++++ Source

For such reasons, in the 1983-84 season with 18 teams in competition -as in 1974-75- Marca decided to increase the number of games played to a minimum of 28 to win the award. With this rule, more suitable for sporting merit, Sadurní would not have obtained the trophy because he did not take part in the 28 eligible games… Jorge D’Alessandro would have been fairly honoured with the Zamora award, since he played every minute of the league.

Later, in the 1976-77 season, the Argentinian goalkeeper appeared in 31 of the 34 matches of the tournament, playing them entirely and conceding 30 goals, for a 0.967 average to be worthy of his second Zamora award. Nevertheless, based on the official rules of the time the winner was Miguel Reina, Atlético de Madrid goalie, who took part in 30 games (29 complete and a 55-minute appearance in another one) and was beaten 29 times. Thus, according to those guidelines, the newspaper counted 30 games played and 29 goals conceded, which meant an average of 0,966 goals-per-match… A thousandth less than D’Alessandro! Again, Salamanca goalkeeper was unfairly ranked second behind the colchonero representative, who played 135 minutes less.

All of this took place under the award rules in 1977 -valid until 1983- which established that the winning goalkeeper had to play at least 22 league matches, but it neither specify the number of minutes that he had to be on the field in each game to calculate, nor define the decimals that would be necessary to settle the best in case of a tie.

Due to this exiguous difference, in 1977 Unión Deportiva Salamanca missed out on the distinction for its awesome goalkeeper once again. However, Marca in its modified rules in 1983, detailed: “The winner of the award will be the goalkeeper with the lowest average obtained up to the second decimal place (hundredths), resulting from dividing the goals conceded throughout the league (including those from non-computable matches) among the total of computable matches. A computable match is understood as one in which the goalkeeper plays a minimum of 60 minutes”.

++++++++
++++ Records

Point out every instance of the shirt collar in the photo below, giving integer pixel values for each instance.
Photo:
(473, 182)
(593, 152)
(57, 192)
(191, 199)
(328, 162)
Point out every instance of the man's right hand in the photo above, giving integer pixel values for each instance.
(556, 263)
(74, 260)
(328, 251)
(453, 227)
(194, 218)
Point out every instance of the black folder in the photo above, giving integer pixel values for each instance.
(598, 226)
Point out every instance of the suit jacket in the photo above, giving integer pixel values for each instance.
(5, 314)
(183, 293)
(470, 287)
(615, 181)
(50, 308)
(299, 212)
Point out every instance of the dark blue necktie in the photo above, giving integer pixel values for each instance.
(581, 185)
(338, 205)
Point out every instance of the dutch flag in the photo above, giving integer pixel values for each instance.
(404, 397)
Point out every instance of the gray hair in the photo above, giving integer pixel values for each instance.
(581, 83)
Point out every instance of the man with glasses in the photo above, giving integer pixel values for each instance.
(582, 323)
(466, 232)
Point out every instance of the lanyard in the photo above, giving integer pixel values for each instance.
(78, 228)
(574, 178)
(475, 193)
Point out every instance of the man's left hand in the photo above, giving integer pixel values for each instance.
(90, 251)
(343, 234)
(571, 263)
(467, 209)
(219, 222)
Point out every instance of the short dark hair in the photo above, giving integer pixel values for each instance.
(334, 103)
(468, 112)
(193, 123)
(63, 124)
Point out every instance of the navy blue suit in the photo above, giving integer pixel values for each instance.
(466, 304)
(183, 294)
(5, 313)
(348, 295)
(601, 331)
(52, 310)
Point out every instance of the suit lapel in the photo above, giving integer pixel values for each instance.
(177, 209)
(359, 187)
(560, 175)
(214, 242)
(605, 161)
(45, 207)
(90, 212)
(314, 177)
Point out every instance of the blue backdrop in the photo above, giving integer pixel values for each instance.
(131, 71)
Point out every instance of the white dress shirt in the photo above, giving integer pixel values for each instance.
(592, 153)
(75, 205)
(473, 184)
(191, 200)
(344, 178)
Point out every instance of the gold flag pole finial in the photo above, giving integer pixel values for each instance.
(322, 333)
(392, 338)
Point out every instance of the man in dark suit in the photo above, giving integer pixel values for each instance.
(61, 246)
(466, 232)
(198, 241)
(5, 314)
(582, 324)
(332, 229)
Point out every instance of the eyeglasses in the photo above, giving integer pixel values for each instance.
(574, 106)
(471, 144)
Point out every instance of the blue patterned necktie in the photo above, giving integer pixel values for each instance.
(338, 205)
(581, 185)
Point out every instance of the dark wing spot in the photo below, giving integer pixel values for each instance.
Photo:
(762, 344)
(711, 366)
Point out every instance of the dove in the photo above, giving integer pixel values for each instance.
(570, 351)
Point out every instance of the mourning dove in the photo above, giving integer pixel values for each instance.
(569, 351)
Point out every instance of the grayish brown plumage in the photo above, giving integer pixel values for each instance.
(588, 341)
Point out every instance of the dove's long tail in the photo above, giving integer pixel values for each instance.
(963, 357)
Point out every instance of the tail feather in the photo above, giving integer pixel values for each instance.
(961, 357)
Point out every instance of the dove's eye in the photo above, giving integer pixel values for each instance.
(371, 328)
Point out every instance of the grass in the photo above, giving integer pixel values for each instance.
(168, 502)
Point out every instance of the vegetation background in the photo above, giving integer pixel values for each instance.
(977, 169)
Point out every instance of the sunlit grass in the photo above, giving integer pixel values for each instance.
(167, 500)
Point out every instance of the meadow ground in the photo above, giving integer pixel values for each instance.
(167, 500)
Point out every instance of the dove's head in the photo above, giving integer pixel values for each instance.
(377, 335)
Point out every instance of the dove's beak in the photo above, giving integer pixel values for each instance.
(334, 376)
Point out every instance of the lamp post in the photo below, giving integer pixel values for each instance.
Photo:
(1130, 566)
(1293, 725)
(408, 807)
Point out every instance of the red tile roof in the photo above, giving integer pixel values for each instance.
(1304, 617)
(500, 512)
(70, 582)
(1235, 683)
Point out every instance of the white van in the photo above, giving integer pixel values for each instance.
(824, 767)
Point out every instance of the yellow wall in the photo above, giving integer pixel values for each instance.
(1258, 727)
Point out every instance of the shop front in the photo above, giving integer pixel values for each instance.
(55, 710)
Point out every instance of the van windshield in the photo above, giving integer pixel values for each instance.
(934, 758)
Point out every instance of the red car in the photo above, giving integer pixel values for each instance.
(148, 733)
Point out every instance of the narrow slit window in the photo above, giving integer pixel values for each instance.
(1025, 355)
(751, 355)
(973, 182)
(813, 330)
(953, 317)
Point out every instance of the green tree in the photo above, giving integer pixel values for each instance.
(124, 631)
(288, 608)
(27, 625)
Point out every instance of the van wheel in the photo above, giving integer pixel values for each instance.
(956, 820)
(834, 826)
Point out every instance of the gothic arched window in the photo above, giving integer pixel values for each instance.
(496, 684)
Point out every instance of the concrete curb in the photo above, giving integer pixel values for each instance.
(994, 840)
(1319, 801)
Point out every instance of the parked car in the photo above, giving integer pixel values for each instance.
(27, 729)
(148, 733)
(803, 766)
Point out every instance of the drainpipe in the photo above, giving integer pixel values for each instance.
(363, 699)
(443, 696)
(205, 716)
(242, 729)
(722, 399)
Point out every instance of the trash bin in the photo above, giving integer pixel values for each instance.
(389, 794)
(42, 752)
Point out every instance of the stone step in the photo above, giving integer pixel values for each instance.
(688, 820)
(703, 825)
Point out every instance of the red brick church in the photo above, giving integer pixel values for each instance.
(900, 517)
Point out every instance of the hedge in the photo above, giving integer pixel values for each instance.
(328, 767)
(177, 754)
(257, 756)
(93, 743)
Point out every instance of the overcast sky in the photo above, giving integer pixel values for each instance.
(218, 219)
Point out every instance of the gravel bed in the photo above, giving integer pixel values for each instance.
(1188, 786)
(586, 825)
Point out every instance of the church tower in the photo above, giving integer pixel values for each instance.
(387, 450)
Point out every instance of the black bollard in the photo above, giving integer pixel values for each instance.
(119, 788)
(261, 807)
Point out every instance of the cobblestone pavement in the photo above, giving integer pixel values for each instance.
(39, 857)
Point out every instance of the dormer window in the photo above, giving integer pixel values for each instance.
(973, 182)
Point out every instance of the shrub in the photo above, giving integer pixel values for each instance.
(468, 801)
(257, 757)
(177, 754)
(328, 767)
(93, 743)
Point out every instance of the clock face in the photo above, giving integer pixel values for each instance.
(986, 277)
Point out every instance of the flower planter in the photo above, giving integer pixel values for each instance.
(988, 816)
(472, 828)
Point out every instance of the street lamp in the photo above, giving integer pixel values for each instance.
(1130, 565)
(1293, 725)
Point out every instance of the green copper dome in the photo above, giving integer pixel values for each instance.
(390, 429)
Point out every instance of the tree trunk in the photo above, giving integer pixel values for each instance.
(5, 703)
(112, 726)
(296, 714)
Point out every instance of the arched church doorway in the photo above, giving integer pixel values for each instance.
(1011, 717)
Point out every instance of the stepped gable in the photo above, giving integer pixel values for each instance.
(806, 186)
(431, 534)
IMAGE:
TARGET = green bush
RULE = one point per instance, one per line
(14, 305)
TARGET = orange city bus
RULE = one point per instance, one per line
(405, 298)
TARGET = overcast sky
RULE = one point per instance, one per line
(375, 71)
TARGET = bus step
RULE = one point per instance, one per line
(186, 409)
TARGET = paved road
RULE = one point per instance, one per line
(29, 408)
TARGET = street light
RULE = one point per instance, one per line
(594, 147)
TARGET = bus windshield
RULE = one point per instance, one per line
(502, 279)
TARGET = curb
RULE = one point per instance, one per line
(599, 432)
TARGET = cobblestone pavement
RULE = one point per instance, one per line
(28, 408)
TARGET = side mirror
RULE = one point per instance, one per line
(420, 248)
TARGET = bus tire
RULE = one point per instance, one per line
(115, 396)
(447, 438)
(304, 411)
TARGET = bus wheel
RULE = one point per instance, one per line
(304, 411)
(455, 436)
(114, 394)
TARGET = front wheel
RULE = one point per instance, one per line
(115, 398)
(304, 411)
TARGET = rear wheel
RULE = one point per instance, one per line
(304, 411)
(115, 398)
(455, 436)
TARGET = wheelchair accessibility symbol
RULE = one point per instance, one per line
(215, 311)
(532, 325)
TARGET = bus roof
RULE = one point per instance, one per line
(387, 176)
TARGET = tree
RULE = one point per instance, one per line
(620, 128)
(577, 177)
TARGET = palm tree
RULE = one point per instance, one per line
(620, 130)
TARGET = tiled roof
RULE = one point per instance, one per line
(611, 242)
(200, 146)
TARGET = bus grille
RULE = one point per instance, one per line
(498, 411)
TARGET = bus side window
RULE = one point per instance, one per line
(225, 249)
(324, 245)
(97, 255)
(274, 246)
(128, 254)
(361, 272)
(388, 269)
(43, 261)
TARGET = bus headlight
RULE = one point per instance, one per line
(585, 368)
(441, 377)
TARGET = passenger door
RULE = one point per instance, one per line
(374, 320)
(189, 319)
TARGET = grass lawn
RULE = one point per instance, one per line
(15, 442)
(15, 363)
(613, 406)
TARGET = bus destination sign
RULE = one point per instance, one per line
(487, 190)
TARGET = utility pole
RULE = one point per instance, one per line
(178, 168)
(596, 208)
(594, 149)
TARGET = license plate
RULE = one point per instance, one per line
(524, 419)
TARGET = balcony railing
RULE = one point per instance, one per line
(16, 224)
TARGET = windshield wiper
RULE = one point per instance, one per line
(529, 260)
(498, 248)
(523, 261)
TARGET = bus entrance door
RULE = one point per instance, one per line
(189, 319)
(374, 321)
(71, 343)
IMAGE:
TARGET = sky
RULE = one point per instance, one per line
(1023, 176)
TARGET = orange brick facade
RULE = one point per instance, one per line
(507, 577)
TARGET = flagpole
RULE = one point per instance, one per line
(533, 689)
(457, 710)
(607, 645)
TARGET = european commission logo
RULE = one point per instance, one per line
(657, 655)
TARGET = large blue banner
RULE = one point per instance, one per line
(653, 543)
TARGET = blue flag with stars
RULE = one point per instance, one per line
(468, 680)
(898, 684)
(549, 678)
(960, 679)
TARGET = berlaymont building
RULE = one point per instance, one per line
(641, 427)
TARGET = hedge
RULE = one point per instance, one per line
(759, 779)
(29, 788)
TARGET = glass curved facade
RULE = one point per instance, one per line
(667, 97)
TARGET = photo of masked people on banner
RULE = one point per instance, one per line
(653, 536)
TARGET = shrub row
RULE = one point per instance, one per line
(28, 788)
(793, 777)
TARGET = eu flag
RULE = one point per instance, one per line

++++++++

Resume the passage about the Zamora award and the Salamanca goalkeeper, picking up after its final sentence.

His elasticity and superior physical shape made him a tough-to-beat goalkeeper. Here, at Estadio Vicente Calderón -Atlético Madrid-, diving to punch the ball away under Ricardo Rezza’s watchful eye. Salamanca safety, the symbol of a defense with astonishing figures in two tournaments.

According to these adjustments, in 1976-77 Reina would only have counted 29 games instead of 30, since in the last one he played 55 minutes, which would not count as valid as he did not reach the 60 minutes required in the current regulations. Therefore, computing 29 matches with 29 goals conceded, the average would be of 1 goal-per-match; a higher percentage than the Argentinian goalkeeper, who played 31 complete games and finished the season with a 0.967 register.

The Trofeo Zamora that was bestowed by the newspaper Marca, with the inscription: JORGE D’ALESSANDRO

Jorge D’Alessandro would have fairly won the Zamora award for the second time, an honour to showcase for the club. Even excluding the non-computable games item and focusing on the decimals, the trophy should be his anyway, because according to the 1983 rules, the tie on the first decimal place would have worked out for him, since he played more matches than Miguel Reina, as Marca has stated since then.

“The Zamora trophy is a significant prize. Imagine that in Argentina Gimnasia y Esgrima de Jujuy makes it to the First Division, plays its first season in that category, more than 30 games and has the least beaten goalkeeper. Unbelievable!”, D’Alessandro recounts thoroughly. His saves defending Salamanca revolutionized the Spanish league in the 1970s, although they were little known in Argentina.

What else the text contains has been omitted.